* _Kutipan Artikel_

Liputan6.com, Pekanbaru - Balai Besar Pengawas Obat dan Makanan (BPOM) di Pekanbaru berhasil mendapatkan 20 ampul vaksin yang diduga palsu. Vaksin itu terdiri dari anti-bisa ular dan anti-tetanus yang berlabel Biosat dan Biosave.
Menurut Kepala Balai Besar Pengawas Obat dan Makanan (BPOM) Pekanbaru, Indra Ginting, vaksin anti-bisa ular diduga palsu memiliki perbedaan dari vaksin asli. Perbedaan pertama teridentifikasi dari ukuran botol.
"BPOM sendiri sudah menerima bentuk vaksin asli. Bentuknya memang mirip dengan yang asli, bedanya dari botol. Yang asli lebih kecil, sedang yang diduga palsu agak besar," kata Indra kepada wartawan, Rabu (29/6/2016).
Selain kemasan, vaksin palsu memiliki warna lebih terang. Sementara, vaksin asli memiliki warna lebih pekat.
Baca Juga
Advertisement
Sementara itu, pemalsuan Biosat palsu terlihat dari perbedaan tinggi botol. "Kalau Biosat tinggi botolnya juga terlihat mencolok," jelas Indra.
Selain kedua vaksin produksi Biofarma yang dipalsukan, ada pula vaksin berlabel ATS (anti-tetanus serum) yang juga berfungsi sebagai vaksin anti-tetanus. Indra menerangkan, ATS tidak lagi diproduksi sejak 2015 dan digantikan dengan produksi Biosat. Indikasi pemalsuannya kuat karena kode kedaluwarsanya tak lazim.
"Di kode kedaluwarsanya juga dibuat tahun 2018. Ini janggal sebab lazimnya, vaksin itu kedaluwarsanya dua tahun sejak tanggal diproduksi," ujar Ginting.
Vaksin atau Serum?
Sementara itu, Corporate Secretary PT Bio Farma M. Rahman Rustan menjelaskan baik Biosave maupun Biosat merupakan jenis serum yang bersifat mengobati pasien, bukan vaksin yang hanya bersifat pencegahan. Karena itu, dosis serum lebih tinggi dibandingkan vaksin.

* _Tugas_
Lanjutkan artikel tentang dugaan vaksin palsu di Pekanbaru setelah kalimat terakhir yang ditampilkan. Item berikut tidak ada kaitannya dengan artikel di atas.

* _Deskripsi wilayah dalam bahasa alami_
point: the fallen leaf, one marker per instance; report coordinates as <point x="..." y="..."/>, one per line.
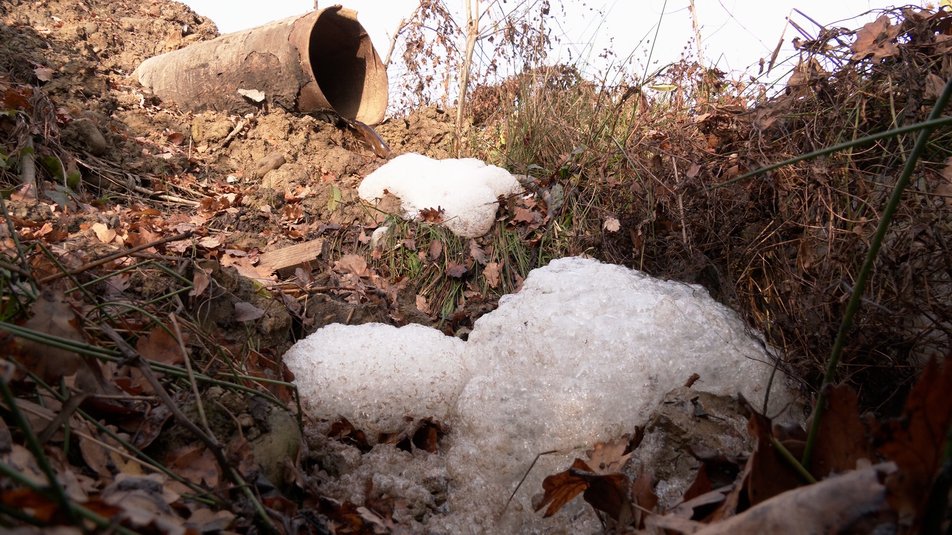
<point x="600" y="478"/>
<point x="43" y="74"/>
<point x="562" y="488"/>
<point x="770" y="474"/>
<point x="247" y="312"/>
<point x="477" y="252"/>
<point x="455" y="271"/>
<point x="492" y="272"/>
<point x="643" y="493"/>
<point x="422" y="305"/>
<point x="436" y="249"/>
<point x="432" y="215"/>
<point x="51" y="315"/>
<point x="352" y="263"/>
<point x="160" y="346"/>
<point x="254" y="95"/>
<point x="875" y="40"/>
<point x="200" y="281"/>
<point x="916" y="439"/>
<point x="842" y="439"/>
<point x="195" y="463"/>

* _Jawaban_
"Serum itu obat. Jadi kalau itu palsu, tentu tidak akan mengobati. Pasien bisa meninggal kalau diberikan serum palsu. Beda kalau vaksin, pasien hanya tidak mendapatkan imunitas," tutur Rahman kepada Liputan6.com, Selasa, 28 Juni 2016.
Rahman menerangkan, Biosave adalah serum anti-bisa ular, sedangkan Biosat merupakan serum anti-tetanus yang diproduksi menggantikan ATS yang tidak lagi diproduksi sejak 2015. Berdasarkan laman www.mims.com, satu ampul Biosat dihargai Rp 158.125, sedangkan satu ampul Biosave bernilai Rp 591.250.
Dengan harga tersebut, Rahman mengaku tidak heran jika ada orang yang tega memalsukan serum. Meski begitu, ia mengatakan belum mendapatkan laporan adanya pemalsuan serum. Namun, ia memastikan pihaknya akan segera bergerak untuk memastikan kebenaran informasi tersebut.
"Kita harus kejar," kata Rahman.
Begitu bukti didapat, Bio Farma akan segera melaksanakan tes identifikasi terhadap serum palsu tersebut. Jika tes identifikasi vaksin palsu memerlukan waktu tiga hari, identifikasi serum palsu bisa memerlukan waktu hingga seminggu.
"Selanjutnya, melakukan tes potensi atau titer. Kalau tes potensi atau titer untuk menentukan jumlah kandungannya apakah sesuai atau tidak," ucap Rahman.
Advertisement
Identifikasi Produk Palsu
Terkait vaksin palsu, Rahman menyatakan agak sulit bagi masyarakat awam membedakan vaksin tersebut palsu atau tidak. Namun bagi yang sehari-hari bersinggungan dengan vaksin, mereka bisa melihat perbedaan pada wrana label, kerapihan kemasan, batas kedaluwarsa dan batch (kode produksi).
"Pada kemasan ada kode tertentu, nah kita coba bantu cek. Kalau sudah mirip (kemasannya), kita uji identifikasi," kata Rahman.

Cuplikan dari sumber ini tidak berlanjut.